Actions to take ▸
1) Render this sentence from the film scenes excerpt into Spanish: "We'd seen quidditch before in the first two HP movies, but never like this."
2) Write out the film scenes excerpt word for word, covering everything from "The Gravity-Defying Scene: What" down to "quidditch goggles, surely.".
3) Carry the film scenes excerpt on past its last line.

Selected excerpt ▸
____________
The Gravity-Defying Scene: What would you really do if you found out you had superpowers when you were a teenager?

Chronicle answers that question with this stunning scene, in which Andrew (Dane DeHaan), Matt (Alex Russell) and Steve (Michael B. Jordan) go for flying lessons - and a bit of football throwing.

Coolest Element:
The guys only narrowly miss getting squashed like bugs on the windscreen of a passing plane…

Harry Potter & The Prisoner Of Azkaban (2004)

The Gravity-Defying Scene: We'd seen quidditch before in the first two HP movies, but never like this. Recalling all those miserable, drizzly football matches you went to as a kid, quidditch as shot through Alfonso Cuaron's lens is grey, intense and really flippin' dangerous.

Especially when dementors decide to crash the party…

Coolest Element: Harry's quidditch goggles, surely.
____________
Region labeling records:

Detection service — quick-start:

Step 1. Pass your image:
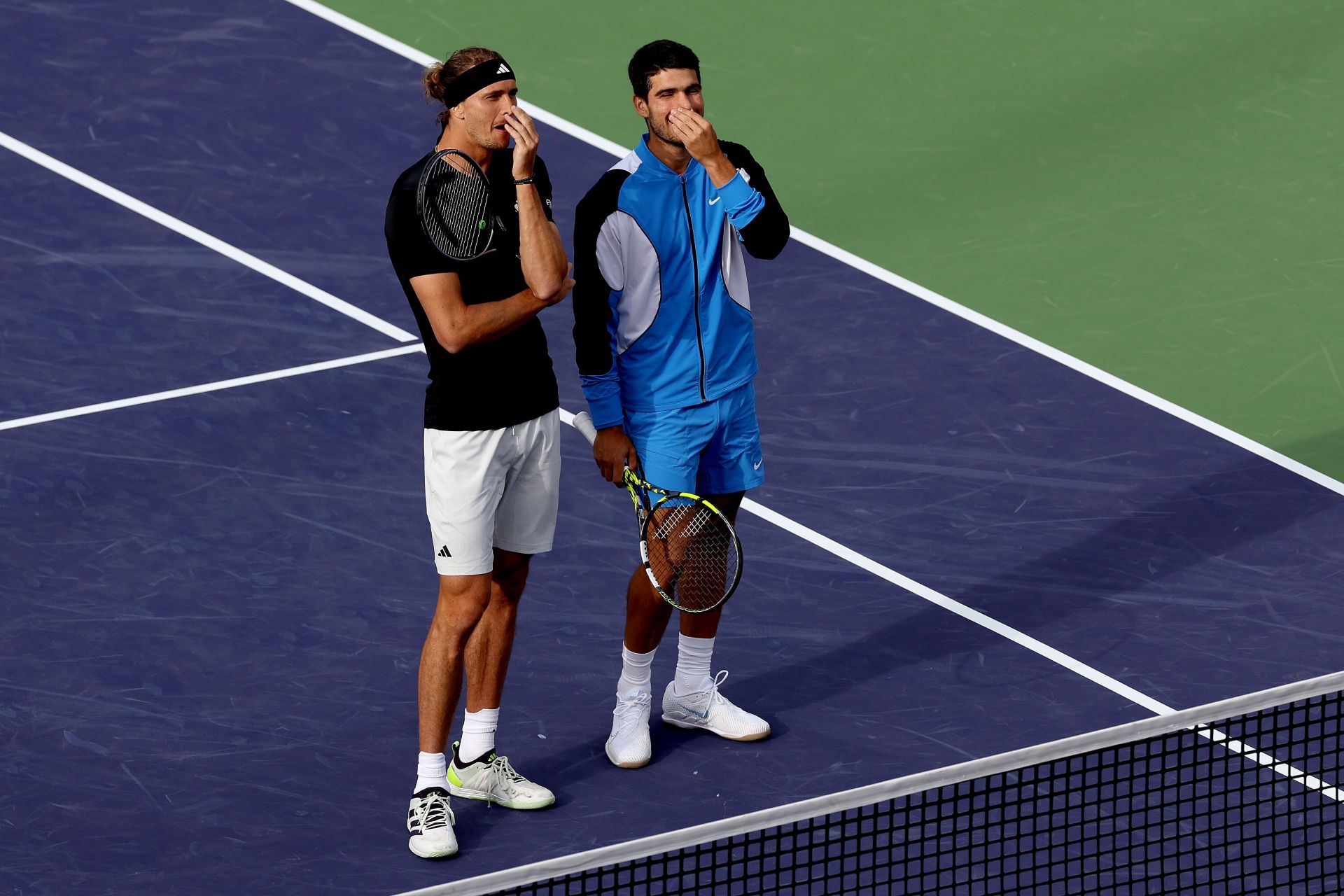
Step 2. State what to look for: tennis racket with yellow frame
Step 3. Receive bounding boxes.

[574,411,742,612]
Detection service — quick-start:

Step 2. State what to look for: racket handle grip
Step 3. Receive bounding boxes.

[573,411,596,444]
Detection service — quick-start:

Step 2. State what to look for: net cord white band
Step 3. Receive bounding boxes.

[400,672,1344,896]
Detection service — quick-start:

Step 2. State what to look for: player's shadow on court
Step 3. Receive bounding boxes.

[731,458,1338,716]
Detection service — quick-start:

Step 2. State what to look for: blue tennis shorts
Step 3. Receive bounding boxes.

[625,383,764,494]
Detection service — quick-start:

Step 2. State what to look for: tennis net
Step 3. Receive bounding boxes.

[418,673,1344,896]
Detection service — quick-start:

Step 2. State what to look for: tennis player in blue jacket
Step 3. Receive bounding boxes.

[573,41,789,769]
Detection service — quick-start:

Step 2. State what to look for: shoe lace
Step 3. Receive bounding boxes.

[491,756,527,790]
[615,690,653,735]
[708,669,729,706]
[415,794,454,830]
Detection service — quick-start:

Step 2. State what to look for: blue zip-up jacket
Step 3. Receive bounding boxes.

[573,136,789,428]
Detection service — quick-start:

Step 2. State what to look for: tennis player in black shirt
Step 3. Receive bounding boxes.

[384,47,574,858]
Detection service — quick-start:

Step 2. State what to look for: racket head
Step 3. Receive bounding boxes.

[640,493,742,612]
[415,149,495,262]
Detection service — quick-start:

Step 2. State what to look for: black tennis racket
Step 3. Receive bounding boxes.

[415,149,495,262]
[574,411,742,612]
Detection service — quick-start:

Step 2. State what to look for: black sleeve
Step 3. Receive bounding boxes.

[532,156,555,224]
[719,140,789,258]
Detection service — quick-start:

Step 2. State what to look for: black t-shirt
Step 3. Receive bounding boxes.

[383,149,561,430]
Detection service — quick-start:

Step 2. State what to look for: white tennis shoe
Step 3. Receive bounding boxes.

[663,671,770,740]
[447,743,555,808]
[606,690,653,769]
[406,788,457,858]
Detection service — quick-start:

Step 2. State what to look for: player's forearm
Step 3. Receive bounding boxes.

[517,184,568,300]
[430,289,546,354]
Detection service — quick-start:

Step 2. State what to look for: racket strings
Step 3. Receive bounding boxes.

[648,503,742,610]
[422,158,491,258]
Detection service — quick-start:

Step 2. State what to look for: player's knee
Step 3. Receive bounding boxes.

[434,575,491,634]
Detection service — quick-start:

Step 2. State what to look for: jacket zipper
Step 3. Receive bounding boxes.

[678,174,710,402]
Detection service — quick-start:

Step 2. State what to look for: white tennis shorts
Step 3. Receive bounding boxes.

[425,410,561,575]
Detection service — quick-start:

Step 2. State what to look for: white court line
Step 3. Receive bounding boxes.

[285,0,1344,494]
[0,130,419,342]
[0,342,425,430]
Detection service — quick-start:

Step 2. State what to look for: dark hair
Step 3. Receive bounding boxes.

[425,47,504,125]
[626,41,700,98]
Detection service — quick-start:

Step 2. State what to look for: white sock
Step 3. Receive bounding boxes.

[672,634,714,694]
[412,752,447,794]
[615,643,659,697]
[457,706,500,767]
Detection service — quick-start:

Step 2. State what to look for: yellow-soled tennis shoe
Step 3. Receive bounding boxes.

[447,743,555,808]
____________
Answers below ▸
1) Ya habíamos visto quidditch en las dos primeras películas de HP, pero nunca así.

2)
The Gravity-Defying Scene: What would you really do if you found out you had superpowers when you were a teenager?

Chronicle answers that question with this stunning scene, in which Andrew (Dane DeHaan), Matt (Alex Russell) and Steve (Michael B. Jordan) go for flying lessons - and a bit of football throwing.

Coolest Element:
The guys only narrowly miss getting squashed like bugs on the windscreen of a passing plane…

Harry Potter & The Prisoner Of Azkaban (2004)

The Gravity-Defying Scene: We'd seen quidditch before in the first two HP movies, but never like this. Recalling all those miserable, drizzly football matches you went to as a kid, quidditch as shot through Alfonso Cuaron's lens is grey, intense and really flippin' dangerous.

Especially when dementors decide to crash the party…

Coolest Element: Harry's quidditch goggles, surely.

3)
Peter Pan (1953)

The Gravity-Defying Scene: "Think of a wonderful thought!" advises Peter in this Disney adaptation of JM Barrie's play. "Watch me now, here I go!"

Thinking up the happiest things they can, John, Michael and Wendy are soon defying gravity - and swooping right out the window…

Coolest Element:
The Disney version of Edwardian London, which includes an absolutely ginormous Big Ben.

Poltergeist (1982)

The Gravity-Defying Scene: Long before Christopher Nolan built a rotate-y set for Joseph Gordon-Levitt to play in, Tobe Hooper made JoBeth Williams flip-flop out of bed, up the wall and across the ceiling in one of Poltergeist's coolest/scariest sequences.

Coolest Element: Not Williams' awesomely floofy '80s hair, but the fact that it's just the latest bed-related scare scene in the film. Hooper really didn't like beds back then…

Willy Wonka And The Chocolate Factory (1971)

The Gravity-Defying Scene: Wonka (Gene Wilder) takes Charlie (Peter Ostrum) and his grandfather on the weirdest elevator ride ever.

That’s because the 'Wonkavator' isn't rigged to a shaft of pullies, as we discover when it busts out of the roof of the chocolate factory and soars over the city…

Coolest Element:
The Wonkavator, which is the epitomy of bling. That Wonka's got class.

Spider-Man (2002)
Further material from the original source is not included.